## Text section
....

Heck, as our link confirms, even FoxNews is pushing this agenda forward, but it remains to be seen if Attorney General Eric Holder will come out of hiding and actually pursue prosecution. If not, maybe it's time to indict the AG himself, because Levin and other members of congress have rightly identified Goldman Sachs and their brethren in the "big banking" world as the criminals who caused the financial meltdown of 2008 and sank the economy.

Watch Senator Levin tear into Goldman Sachs' Daniel Sparks:



Wall Street's reaction to this background noise was all-too-typical behavior by the very same banks that have grown in size over the past 2 1/2 years: they turned a perfectly plausible market downturn into marginal gains. The Dow was down 107 points before the pimps and pumpers jacked it up to a 14 point gain by the closing bell.

As expected, in the face of bad news, the financial gamblers could only cover their tracks, put on happy faces and say "all is well." Perhaps these thieves will be singing another tune when a few of them are perp-walked from their ivory towers in full view of the public which has grown to hate them and all they stand for.

All we've seen from the likes of the biggest banks in America is denial of wrongdoing, obfuscation, outright lying, and complete, unabashed manipulation of all markets they touch - bonds, equities and commodities - not to mention the under-the-table mortgage securitization, CDO and debt swap markets.

....

## Given records
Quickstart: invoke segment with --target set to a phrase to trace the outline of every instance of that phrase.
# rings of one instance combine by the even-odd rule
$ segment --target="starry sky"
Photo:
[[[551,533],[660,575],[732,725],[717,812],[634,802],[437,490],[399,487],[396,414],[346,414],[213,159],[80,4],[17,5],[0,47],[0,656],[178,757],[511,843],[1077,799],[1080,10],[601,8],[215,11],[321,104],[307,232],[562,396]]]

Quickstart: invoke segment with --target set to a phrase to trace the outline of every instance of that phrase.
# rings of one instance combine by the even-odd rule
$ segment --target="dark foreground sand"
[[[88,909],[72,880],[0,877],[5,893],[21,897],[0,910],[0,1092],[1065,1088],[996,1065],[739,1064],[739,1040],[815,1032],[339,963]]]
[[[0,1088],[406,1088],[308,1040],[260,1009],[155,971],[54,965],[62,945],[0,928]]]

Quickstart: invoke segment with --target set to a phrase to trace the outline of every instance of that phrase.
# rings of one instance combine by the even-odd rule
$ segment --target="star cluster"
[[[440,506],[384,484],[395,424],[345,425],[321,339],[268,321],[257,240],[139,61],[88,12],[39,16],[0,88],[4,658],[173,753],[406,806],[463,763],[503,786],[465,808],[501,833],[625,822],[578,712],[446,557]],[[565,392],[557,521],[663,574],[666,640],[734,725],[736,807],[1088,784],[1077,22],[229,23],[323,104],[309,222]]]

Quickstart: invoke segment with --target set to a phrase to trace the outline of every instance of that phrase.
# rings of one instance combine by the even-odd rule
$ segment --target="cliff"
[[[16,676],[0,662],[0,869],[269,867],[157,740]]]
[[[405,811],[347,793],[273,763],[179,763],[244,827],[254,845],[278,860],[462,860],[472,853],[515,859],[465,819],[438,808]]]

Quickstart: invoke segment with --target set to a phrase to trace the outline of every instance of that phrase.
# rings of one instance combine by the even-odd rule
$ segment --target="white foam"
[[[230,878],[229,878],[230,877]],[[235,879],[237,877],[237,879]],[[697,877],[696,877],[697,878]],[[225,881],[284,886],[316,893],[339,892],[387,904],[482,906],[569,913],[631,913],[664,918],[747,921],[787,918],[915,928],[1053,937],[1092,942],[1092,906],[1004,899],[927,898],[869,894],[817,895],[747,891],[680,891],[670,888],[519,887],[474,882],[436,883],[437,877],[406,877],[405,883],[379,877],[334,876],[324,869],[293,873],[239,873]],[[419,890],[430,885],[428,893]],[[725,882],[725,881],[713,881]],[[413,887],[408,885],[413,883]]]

....

## Action item
Extend the commentary on Goldman Sachs and the big banks, starting right after its final sentence. The rows play no part in what comes next.

## Written reply
They are the most ruthless criminals on the planet, completely without conscience, and hopefully, lawmakers are beginning to catch on to their evil ways. Corners must be turned; equity and law must prevail.

Dow 12,285.15, +14.16 (0.12%)
NASDAQ 2,760.22, -1.30 (0.05%)
S&P 500 1,314.52, +0.11 (0.01%)
NYSE Composite 8,374.16, +6.85 (0.08%)


Not to belabor the obviously-fragile nature of the markets, advancing issues outdid decliners oddly enough, 3611-2838. However, new lows overtook new highs on the NASDAQ, 50-49, but new highs remained stubbornly ahead of new lows on the NYSE, 53-23, though the margin has shrunk considerably over the past few session. Volume remained purely a function of lack of interest.

NASDAQ Volume 1,728,764,375
NYSE Volume 4,249,863,500


Perhaps in response to the continuing turmoil, or maybe because the "Sultans of Swap" were too busy shedding documents to keep a handle on them, commodities took another robust turn positive. Crude oil gained another $1.00 during the NYMEX session, to close at $108.11, but gold and silver took home the trophies. Gold rocketed to another in a series of all-time highs, gaining $16.80, to $1,472.40 and silver exploded up $1.43, to $41.66, though both were higher in foreign markets, with gold at $1475.70 and silver romping higher at $42.14 per ounce.

Perhaps, more than turning corners, financial markets are meeting their eventual end, with paper currencies under attack from the growing howls of the general public worldwide, unhappy with rising prices and stagnant wages, governments with too much power and not enough nerve, honesty or will to do right.

These explosive moves in the precious metals are not to be taken lightly. The global Ponzi scheme of fiat money is being put to a severe test and is failing badly, today's activity just another warm-up for the real fireworks coming when the US congress considers whether or not to raise the debt ceiling, something they've done 174 times before.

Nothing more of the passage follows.